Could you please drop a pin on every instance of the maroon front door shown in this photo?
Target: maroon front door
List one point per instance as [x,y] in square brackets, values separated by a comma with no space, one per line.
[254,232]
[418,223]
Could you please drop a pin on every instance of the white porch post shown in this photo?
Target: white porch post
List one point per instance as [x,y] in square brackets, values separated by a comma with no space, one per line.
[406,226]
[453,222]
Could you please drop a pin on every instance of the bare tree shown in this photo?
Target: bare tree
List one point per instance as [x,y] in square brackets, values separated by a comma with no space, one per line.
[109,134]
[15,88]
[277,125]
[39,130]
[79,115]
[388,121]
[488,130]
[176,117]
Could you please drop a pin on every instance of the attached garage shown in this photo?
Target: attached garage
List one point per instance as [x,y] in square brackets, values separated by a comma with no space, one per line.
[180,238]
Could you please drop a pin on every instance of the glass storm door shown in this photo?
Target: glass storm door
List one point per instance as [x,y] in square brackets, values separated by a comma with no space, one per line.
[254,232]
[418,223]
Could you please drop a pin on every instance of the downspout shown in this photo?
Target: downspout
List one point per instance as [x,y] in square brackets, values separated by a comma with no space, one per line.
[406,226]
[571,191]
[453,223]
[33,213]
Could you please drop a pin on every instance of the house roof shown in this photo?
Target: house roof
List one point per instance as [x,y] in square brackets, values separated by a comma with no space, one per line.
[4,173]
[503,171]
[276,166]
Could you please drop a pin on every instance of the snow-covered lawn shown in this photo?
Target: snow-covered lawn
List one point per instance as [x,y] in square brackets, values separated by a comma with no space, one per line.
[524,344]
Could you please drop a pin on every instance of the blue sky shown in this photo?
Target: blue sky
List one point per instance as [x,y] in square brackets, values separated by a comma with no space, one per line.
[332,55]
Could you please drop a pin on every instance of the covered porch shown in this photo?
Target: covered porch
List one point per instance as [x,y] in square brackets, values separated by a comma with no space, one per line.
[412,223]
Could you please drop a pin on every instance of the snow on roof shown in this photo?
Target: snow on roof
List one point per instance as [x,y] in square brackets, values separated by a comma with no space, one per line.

--

**WHAT THE TASK ASKS:**
Please transcribe only the lines in the records above running from the line that has "post shown in this photo?" through the line that has "Target: bare tree", both included, exactly as they appear.

**ANSWER:**
Could you please drop a pin on every instance of the white porch post shown in this photo?
Target: white porch post
List one point per instance as [x,y] in square brackets, values separated by a comma with no space, one per line.
[406,226]
[453,222]
Could you please drop a pin on every instance of the bare tree shown in this photo?
Target: bare tree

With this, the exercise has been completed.